#### [WHAT YOU HAVE TO DO]
In the listing below, transcribe the line that contains "lookup wooden chair" and all lines following it, ending with the last line. Add nothing.

#### [DATA EXTRACT]
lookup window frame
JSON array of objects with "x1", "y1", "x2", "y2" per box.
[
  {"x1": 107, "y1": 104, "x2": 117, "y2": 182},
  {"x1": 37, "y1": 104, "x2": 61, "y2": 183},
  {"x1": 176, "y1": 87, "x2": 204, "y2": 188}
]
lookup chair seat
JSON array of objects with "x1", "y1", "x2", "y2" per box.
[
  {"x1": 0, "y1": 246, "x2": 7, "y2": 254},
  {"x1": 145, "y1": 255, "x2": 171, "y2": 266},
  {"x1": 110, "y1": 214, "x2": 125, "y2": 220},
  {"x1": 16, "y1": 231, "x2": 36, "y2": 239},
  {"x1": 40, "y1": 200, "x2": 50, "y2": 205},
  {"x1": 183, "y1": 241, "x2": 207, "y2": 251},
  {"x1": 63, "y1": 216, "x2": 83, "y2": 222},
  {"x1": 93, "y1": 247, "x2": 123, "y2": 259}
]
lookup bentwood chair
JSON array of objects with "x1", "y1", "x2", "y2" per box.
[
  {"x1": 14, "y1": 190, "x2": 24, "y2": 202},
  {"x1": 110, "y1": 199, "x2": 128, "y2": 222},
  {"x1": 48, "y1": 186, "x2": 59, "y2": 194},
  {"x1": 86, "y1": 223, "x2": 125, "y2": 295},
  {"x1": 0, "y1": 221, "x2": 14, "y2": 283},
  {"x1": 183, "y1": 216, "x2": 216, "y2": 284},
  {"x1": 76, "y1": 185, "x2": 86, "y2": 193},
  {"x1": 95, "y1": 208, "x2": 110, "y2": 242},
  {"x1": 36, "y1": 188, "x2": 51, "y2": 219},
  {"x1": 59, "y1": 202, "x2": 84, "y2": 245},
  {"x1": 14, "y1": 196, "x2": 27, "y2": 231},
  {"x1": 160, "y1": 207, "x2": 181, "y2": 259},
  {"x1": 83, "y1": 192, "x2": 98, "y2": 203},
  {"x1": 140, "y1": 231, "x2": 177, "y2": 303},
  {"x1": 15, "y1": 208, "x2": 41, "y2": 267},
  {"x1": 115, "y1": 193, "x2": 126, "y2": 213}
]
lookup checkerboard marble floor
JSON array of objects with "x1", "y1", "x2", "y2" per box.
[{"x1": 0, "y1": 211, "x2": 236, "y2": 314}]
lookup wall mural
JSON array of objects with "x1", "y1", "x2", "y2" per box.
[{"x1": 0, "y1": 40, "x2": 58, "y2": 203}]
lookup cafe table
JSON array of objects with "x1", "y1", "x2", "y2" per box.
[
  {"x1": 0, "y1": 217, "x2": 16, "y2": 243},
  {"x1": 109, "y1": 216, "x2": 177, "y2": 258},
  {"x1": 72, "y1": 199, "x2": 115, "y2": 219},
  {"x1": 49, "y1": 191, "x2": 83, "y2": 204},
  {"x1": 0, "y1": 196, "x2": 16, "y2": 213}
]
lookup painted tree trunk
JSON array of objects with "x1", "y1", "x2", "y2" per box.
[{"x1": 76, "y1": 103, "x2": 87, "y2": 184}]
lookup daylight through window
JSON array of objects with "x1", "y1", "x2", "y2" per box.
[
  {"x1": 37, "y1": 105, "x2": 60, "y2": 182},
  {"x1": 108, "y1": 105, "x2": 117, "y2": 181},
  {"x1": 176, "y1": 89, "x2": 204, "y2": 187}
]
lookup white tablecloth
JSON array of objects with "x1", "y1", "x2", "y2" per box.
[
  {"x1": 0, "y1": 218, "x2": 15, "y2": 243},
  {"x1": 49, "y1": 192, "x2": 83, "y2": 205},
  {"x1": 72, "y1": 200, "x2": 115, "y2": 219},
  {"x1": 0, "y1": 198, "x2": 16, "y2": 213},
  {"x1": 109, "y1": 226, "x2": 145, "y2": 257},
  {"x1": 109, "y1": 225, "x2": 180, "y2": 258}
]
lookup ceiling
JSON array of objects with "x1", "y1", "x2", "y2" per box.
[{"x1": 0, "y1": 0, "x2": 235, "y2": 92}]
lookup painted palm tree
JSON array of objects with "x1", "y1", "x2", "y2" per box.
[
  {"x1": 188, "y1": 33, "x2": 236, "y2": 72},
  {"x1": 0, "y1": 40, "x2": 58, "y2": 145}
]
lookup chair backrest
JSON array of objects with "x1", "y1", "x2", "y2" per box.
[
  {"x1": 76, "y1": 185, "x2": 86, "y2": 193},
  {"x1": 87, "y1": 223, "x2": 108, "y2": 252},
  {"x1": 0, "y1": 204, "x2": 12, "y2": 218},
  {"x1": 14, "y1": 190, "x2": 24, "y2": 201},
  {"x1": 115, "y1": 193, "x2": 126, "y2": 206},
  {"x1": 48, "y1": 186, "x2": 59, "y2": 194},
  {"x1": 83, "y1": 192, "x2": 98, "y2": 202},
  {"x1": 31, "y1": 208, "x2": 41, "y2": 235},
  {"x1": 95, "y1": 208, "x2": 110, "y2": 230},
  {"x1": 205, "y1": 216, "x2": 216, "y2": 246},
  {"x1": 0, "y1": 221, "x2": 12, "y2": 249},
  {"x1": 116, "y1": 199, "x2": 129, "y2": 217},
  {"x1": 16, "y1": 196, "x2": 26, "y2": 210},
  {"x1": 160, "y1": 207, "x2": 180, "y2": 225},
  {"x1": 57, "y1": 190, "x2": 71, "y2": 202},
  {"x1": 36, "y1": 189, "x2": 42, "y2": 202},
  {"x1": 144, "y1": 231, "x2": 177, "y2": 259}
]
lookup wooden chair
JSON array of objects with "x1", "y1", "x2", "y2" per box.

#### [RESULT OF THE EXERCISE]
lookup wooden chair
JSON array of objects with "x1", "y1", "x2", "y2" per box.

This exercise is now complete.